__Texte fourni__
────────────────────────────────────────

Pour beaucoup, c'est trop court. Les épisodes suivant de la série sont plus longs. Suikoden est doté d'un scénario exceptionnel, avec des caractéristiques très différentes des autres références du genre que peuvent être Xenogears ou FFVII. Ici point de science-fiction, de vocabulaire compliqué, de révélations chocs. Tout est dans la fluidité et la logique implacable du déroulement de l'histoire. Suikoden nous propose, comme Ogre Battle 64, une révolution des opprimés contre une élite égoïste et corrompue. On découvre l'univers du jeu en même que le héros, et notre position change avec la sienne, allant jusqu'à condamner les privilèges dont on bénéficiait. A ce titre, l'évolution des personnages du groupe initiale est fabuleuse, malgré un nombre total pharaonique de personnages et une durée de vie limitée. D'ailleurs un bon pourcentage des personnages sont très attachants et intéressants. Comment c'est possible en si peu de temps ? Tout d'abord, régulièrement le jeu nous impose des personnages, ce qui permet de les développer lors d'évènements qui les concernent. Mais ce sont surtout les dialogues d'une justesse incroyable et la mise en scène troublante de perfection qui en sont responsable. En un dialogue, Suikoden arrive à donner vie à des personnages bien plus riches que ceux de beaucoup de jeux, malgré 50 heures pleines de dialogues et de situations les concernant. Ça s'appelle le talent. Le jeu utilise également à merveille son énorme casting pour nous offrir une palette très riche de personnages, et ce sans faire appel à des espèces exotiques. Tous les âges sont représentées, les réactions aux différents évènements sont très variées.

────────────────────────────────────────

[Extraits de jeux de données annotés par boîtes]
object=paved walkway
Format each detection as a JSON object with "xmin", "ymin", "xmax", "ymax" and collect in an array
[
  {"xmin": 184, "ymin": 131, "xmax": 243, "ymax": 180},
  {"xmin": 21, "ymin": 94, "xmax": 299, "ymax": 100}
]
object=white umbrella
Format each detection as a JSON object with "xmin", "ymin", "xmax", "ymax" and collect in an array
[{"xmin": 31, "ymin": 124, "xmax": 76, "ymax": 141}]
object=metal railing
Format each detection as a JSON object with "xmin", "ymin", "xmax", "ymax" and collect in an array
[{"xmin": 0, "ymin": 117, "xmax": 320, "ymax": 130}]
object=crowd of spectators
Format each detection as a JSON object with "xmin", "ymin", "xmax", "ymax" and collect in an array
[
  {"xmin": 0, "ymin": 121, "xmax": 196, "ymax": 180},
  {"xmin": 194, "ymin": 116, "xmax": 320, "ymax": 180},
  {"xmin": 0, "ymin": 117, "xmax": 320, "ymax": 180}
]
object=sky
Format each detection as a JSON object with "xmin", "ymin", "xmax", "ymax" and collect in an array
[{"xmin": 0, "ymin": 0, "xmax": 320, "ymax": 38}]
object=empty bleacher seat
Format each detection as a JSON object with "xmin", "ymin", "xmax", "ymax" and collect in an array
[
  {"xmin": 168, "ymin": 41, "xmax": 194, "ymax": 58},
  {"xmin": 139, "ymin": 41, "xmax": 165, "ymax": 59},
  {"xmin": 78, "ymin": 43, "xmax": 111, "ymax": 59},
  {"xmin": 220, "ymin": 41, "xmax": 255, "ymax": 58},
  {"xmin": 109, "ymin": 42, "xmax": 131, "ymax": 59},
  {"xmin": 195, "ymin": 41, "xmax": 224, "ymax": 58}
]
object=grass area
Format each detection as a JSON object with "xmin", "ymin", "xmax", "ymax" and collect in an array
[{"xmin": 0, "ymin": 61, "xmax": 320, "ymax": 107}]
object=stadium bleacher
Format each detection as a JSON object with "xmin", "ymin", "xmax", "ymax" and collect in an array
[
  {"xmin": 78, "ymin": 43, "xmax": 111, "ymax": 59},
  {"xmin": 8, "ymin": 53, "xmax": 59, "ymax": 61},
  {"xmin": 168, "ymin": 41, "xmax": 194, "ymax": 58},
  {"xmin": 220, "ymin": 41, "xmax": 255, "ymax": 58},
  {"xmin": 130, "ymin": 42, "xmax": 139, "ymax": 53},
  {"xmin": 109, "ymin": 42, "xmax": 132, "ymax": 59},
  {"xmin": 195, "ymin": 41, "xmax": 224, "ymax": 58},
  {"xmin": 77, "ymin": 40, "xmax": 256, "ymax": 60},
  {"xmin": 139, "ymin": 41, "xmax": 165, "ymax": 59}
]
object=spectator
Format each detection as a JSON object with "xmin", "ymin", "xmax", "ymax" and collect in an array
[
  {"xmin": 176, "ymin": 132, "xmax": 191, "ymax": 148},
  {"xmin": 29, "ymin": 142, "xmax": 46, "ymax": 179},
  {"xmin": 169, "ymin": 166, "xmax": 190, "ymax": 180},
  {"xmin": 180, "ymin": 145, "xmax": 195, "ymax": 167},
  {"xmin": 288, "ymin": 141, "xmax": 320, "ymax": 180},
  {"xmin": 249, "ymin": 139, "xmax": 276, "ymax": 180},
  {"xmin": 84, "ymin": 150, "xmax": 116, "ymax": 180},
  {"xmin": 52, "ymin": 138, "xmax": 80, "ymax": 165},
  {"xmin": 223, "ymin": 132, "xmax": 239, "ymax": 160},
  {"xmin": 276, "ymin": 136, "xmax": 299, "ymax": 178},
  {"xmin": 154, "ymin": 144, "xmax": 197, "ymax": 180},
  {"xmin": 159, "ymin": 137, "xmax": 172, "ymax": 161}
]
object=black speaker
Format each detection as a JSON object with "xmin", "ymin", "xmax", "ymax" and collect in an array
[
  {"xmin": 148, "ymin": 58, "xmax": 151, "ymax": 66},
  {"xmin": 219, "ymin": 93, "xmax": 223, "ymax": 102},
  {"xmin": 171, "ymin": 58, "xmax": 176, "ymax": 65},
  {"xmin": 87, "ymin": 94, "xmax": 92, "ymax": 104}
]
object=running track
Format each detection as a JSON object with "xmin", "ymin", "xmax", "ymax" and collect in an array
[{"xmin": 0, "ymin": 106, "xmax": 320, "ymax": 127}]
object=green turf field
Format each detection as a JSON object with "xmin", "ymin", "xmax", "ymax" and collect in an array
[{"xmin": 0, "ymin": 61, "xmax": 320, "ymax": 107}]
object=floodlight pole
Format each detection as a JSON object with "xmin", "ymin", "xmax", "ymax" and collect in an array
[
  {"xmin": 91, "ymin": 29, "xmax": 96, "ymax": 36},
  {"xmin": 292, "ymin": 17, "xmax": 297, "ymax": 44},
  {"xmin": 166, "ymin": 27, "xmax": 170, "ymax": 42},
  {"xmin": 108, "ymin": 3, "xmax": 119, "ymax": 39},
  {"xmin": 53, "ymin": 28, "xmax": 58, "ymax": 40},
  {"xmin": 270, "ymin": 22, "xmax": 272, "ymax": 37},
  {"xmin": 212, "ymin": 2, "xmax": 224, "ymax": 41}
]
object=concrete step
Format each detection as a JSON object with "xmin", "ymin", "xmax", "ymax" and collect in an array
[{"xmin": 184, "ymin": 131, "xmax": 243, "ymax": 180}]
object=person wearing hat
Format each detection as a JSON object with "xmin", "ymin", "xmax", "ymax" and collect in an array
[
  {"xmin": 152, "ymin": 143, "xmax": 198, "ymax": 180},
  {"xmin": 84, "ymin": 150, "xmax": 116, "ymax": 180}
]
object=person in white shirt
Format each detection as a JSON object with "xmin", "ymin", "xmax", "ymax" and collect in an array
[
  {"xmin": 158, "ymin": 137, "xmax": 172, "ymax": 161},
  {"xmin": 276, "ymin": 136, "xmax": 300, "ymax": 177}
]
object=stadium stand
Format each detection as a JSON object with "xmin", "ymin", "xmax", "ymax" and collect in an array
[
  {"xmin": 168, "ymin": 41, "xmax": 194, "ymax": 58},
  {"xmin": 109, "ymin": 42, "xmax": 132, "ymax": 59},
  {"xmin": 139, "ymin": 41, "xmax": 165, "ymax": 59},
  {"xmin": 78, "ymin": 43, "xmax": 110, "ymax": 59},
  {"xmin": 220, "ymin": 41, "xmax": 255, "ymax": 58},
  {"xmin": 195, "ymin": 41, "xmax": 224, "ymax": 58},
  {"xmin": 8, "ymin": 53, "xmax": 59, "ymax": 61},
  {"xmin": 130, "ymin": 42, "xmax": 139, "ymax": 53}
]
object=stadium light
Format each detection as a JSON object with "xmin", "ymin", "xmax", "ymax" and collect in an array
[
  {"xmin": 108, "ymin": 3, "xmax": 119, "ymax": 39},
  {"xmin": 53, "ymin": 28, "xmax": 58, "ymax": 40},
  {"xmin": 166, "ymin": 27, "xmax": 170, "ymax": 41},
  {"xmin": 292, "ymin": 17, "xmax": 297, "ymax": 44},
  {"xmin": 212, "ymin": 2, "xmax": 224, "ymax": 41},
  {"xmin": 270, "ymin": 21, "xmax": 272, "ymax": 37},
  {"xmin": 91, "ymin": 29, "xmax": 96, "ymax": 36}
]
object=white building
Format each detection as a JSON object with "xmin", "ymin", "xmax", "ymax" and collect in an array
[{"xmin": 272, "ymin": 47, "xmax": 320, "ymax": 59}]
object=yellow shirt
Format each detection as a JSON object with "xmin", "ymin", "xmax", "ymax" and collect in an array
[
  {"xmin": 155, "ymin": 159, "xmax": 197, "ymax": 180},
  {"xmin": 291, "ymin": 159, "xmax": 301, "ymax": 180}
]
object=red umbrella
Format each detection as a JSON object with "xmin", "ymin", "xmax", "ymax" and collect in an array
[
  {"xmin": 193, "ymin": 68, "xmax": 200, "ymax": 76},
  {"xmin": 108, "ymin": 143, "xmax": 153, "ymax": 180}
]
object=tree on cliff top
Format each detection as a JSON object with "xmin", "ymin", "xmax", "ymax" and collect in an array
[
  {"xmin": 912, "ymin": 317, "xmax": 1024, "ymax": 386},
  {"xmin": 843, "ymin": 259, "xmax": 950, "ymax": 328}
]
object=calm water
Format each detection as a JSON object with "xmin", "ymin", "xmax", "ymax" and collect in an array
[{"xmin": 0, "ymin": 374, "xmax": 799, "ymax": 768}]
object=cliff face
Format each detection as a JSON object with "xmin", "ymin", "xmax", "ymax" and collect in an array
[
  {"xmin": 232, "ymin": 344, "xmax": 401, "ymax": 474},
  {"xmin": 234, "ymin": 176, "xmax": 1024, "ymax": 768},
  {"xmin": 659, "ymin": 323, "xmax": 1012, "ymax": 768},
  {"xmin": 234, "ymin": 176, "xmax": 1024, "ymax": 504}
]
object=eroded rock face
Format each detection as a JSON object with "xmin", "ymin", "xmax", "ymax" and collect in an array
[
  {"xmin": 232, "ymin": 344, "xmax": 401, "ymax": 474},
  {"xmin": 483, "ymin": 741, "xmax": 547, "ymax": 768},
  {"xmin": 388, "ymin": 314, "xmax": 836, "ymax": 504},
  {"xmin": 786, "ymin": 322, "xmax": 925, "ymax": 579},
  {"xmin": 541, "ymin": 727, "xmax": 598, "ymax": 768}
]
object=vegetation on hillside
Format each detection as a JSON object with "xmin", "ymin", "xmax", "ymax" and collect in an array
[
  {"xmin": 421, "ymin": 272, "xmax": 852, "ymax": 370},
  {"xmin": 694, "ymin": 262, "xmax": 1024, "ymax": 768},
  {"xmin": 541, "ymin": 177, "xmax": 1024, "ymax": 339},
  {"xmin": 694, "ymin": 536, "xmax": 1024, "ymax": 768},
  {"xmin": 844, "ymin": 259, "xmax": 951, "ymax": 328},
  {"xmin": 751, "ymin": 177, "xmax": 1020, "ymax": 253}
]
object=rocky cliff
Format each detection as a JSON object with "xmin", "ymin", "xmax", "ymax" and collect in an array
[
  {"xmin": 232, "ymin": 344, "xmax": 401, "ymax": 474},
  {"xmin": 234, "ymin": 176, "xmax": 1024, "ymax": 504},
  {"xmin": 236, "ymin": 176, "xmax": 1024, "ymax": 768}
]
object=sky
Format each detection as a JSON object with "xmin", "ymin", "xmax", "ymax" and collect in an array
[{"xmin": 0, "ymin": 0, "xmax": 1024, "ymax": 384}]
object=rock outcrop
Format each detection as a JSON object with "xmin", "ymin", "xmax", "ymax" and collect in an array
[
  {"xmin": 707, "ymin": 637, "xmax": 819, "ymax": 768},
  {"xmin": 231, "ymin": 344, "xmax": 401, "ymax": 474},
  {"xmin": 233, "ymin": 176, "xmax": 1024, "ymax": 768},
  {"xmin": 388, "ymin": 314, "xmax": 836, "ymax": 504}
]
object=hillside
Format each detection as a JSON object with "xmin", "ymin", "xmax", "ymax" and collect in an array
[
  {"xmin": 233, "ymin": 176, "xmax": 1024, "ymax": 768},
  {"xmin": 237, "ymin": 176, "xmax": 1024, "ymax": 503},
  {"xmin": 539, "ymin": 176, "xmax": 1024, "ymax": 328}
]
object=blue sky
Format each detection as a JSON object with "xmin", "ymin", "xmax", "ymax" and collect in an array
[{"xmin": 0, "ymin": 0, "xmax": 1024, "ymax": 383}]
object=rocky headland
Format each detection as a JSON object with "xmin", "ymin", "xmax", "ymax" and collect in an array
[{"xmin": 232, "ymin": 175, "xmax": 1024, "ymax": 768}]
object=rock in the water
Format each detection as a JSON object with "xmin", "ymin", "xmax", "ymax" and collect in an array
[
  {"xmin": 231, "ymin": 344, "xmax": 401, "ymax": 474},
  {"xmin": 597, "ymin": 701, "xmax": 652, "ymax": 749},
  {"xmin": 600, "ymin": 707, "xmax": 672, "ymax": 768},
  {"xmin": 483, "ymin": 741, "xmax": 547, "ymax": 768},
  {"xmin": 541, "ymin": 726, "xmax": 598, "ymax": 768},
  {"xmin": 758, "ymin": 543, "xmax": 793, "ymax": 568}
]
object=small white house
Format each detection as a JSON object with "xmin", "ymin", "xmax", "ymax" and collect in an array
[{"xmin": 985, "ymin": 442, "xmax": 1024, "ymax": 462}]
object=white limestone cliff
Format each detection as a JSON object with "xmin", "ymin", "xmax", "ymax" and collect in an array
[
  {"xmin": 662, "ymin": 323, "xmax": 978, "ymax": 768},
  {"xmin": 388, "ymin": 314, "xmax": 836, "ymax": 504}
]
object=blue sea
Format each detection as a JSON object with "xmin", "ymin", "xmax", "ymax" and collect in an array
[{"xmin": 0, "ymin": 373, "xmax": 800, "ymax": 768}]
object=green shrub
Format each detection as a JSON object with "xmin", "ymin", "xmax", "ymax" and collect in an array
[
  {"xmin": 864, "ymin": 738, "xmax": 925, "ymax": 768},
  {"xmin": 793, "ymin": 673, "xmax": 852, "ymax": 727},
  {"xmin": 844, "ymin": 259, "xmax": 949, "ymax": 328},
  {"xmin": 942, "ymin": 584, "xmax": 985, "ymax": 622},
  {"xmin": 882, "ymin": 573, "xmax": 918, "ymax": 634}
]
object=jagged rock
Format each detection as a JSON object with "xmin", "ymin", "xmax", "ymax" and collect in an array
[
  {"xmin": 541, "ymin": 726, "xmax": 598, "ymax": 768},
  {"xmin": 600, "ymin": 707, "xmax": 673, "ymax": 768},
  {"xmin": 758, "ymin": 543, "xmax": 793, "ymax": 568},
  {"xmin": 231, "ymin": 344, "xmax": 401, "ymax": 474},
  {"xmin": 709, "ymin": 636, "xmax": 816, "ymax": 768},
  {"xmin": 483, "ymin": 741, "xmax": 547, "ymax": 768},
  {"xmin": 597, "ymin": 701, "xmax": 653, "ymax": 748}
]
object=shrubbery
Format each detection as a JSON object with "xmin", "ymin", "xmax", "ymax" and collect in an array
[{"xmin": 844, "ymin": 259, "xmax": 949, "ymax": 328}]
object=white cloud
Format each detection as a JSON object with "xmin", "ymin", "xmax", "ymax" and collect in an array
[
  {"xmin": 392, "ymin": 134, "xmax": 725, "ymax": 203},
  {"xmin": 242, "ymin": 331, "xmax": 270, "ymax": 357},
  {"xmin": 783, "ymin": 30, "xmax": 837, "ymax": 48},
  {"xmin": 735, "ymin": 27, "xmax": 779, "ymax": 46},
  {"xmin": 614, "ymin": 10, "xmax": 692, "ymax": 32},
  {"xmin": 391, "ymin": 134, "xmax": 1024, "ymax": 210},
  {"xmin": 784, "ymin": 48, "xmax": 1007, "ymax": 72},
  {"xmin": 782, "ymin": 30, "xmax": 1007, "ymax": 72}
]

────────────────────────────────────────

__Défi 1__
Pour chaque affirmation, dites si le texte sur Suikoden la confirme, puis citez les mots qui tranchent : (a) le jeu contient de la science-fiction ; (b) Suikoden raconte, comme Ogre Battle 64, une révolte d'opprimés contre une élite ; (c) le jeu utilise des espèces exotiques pour varier ses personnages.
__Défi 2__
Relevez tous les jeux, hors Suikoden, cités dans le texte sur Suikoden.

__Réponse attendue 1__
(a) Non : « Ici point de science-fiction ».
(b) Oui : « Suikoden nous propose, comme Ogre Battle 64, une révolution des opprimés contre une élite égoïste et corrompue. »
(c) Non : « et ce sans faire appel à des espèces exotiques ».

__Réponse attendue 2__
Xenogears, FFVII, Ogre Battle 64